Exercise brief
Treat the line containing "Query: ponytail" as the first line and the final line of the material below as the last; reproduce that range exactly.

Input data
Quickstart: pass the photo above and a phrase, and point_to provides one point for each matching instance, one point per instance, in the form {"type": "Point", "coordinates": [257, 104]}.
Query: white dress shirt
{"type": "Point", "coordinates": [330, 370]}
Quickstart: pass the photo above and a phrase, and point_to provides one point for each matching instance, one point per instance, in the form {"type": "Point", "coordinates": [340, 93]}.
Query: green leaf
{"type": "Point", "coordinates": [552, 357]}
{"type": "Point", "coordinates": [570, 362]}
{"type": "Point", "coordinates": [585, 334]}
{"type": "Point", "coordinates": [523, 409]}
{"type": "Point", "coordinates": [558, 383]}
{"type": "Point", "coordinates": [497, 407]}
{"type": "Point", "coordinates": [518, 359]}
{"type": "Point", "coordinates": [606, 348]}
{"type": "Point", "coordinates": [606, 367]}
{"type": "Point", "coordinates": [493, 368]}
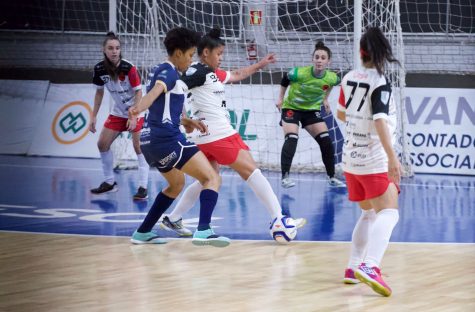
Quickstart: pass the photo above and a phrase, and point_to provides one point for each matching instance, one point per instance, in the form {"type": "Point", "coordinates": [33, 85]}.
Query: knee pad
{"type": "Point", "coordinates": [323, 138]}
{"type": "Point", "coordinates": [290, 144]}
{"type": "Point", "coordinates": [292, 136]}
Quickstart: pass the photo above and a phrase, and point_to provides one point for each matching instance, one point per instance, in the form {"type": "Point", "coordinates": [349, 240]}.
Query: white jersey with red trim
{"type": "Point", "coordinates": [207, 101]}
{"type": "Point", "coordinates": [366, 96]}
{"type": "Point", "coordinates": [123, 90]}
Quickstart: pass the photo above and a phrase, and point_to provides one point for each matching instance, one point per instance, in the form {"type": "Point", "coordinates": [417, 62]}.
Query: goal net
{"type": "Point", "coordinates": [252, 29]}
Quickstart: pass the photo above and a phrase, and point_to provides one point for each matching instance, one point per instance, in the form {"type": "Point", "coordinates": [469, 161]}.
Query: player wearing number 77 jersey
{"type": "Point", "coordinates": [371, 166]}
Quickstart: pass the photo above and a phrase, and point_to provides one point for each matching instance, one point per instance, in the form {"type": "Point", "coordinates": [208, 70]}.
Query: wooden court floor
{"type": "Point", "coordinates": [44, 272]}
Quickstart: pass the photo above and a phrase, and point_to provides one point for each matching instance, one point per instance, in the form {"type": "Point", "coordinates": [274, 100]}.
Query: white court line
{"type": "Point", "coordinates": [233, 175]}
{"type": "Point", "coordinates": [232, 240]}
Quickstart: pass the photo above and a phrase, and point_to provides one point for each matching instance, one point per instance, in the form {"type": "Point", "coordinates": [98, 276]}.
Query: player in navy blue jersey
{"type": "Point", "coordinates": [122, 80]}
{"type": "Point", "coordinates": [166, 148]}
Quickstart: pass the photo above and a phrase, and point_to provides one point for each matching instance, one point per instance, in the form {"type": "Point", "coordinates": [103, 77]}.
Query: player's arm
{"type": "Point", "coordinates": [341, 109]}
{"type": "Point", "coordinates": [97, 105]}
{"type": "Point", "coordinates": [394, 167]}
{"type": "Point", "coordinates": [243, 73]}
{"type": "Point", "coordinates": [284, 83]}
{"type": "Point", "coordinates": [148, 99]}
{"type": "Point", "coordinates": [132, 121]}
{"type": "Point", "coordinates": [326, 104]}
{"type": "Point", "coordinates": [192, 124]}
{"type": "Point", "coordinates": [380, 102]}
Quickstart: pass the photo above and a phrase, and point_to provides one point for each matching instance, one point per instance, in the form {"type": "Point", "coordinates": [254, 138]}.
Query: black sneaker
{"type": "Point", "coordinates": [141, 194]}
{"type": "Point", "coordinates": [105, 188]}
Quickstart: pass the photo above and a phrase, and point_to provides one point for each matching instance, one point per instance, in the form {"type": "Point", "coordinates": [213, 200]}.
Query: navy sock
{"type": "Point", "coordinates": [208, 199]}
{"type": "Point", "coordinates": [160, 205]}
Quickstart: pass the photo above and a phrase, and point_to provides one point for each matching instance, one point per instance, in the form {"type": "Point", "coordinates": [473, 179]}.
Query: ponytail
{"type": "Point", "coordinates": [110, 68]}
{"type": "Point", "coordinates": [211, 40]}
{"type": "Point", "coordinates": [375, 48]}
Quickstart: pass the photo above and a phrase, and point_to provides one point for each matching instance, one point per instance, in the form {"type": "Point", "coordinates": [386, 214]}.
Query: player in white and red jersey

Written reply
Query: ponytail
{"type": "Point", "coordinates": [110, 68]}
{"type": "Point", "coordinates": [211, 40]}
{"type": "Point", "coordinates": [375, 48]}
Quickstart: pass the photo above and a phrase, and point_to provides one point for each matching instance, one point per instance, in the form {"type": "Point", "coordinates": [386, 214]}.
Query: player in white and red jersey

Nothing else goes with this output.